Given text.
A New Approach to Dealing with Chronic Pain

| 2 min read

Rearview shot of a young woman suffering with back pain while working from home
Chronic pain, which can be defined as pain that lasts longer than three months, affects an estimated 100 million Americans, according to the Cleveland Clinic. Unfortunately, many people suffering from chronic pain think their treatment should just focus on physical causes. The reality is that it also needs to take into account psychological and social issues. Therapy can play a role in treating chronic pain, and be part of the treatment plan from the very beginning.
Here is what you should know if you are suffering from chronic pain:
  • Your chronic pain experience is a combination of biological, psychological and social factors — and it can be helped by addressing those three elements.
  • If you’re feeling frustrated that physical treatments aren’t helping, psychological and social interventions may reduce pain and the effect it’s having on your life.
  • Your brain is not a passive recipient of pain. You have the power to change the way you experience physical pain.
Information like this is especially important to keep in mind considering the opioid epidemic that’s sweeping the country. Ninety-one Americans die every day from an opioid overdose (including heroin and prescription opioids). According to the Centers for Disease Control and Prevention, non-opioid treatments, including cognitive behavioral therapy, can be effective in relieving pain with a lot less risk.

Data under study.

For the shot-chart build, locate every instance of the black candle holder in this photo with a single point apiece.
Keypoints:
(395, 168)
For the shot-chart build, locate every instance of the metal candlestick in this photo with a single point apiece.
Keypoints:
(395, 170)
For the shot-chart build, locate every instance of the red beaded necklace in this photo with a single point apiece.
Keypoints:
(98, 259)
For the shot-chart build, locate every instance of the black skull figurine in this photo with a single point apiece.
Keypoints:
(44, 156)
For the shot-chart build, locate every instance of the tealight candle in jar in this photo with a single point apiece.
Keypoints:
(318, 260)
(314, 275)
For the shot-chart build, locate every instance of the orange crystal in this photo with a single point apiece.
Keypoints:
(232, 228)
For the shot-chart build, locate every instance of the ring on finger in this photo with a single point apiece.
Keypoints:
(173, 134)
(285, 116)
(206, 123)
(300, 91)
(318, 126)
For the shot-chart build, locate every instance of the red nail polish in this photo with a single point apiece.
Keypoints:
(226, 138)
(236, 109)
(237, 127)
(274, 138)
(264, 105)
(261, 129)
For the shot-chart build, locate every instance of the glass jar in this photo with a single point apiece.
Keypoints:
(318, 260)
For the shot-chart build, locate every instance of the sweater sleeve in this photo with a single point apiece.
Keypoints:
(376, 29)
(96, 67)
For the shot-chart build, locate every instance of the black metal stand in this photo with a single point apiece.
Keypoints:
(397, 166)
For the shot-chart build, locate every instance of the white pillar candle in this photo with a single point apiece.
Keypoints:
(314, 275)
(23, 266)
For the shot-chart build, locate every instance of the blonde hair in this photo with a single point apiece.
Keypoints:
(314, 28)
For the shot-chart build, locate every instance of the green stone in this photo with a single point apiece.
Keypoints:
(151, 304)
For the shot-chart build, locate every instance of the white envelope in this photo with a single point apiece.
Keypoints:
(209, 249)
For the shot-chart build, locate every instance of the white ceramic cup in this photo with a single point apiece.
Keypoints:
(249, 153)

What is required. According to the chronic pain article above, what factors combine to form a person's experience of chronic pain? List all of them.

Your solution. Biological, psychological, social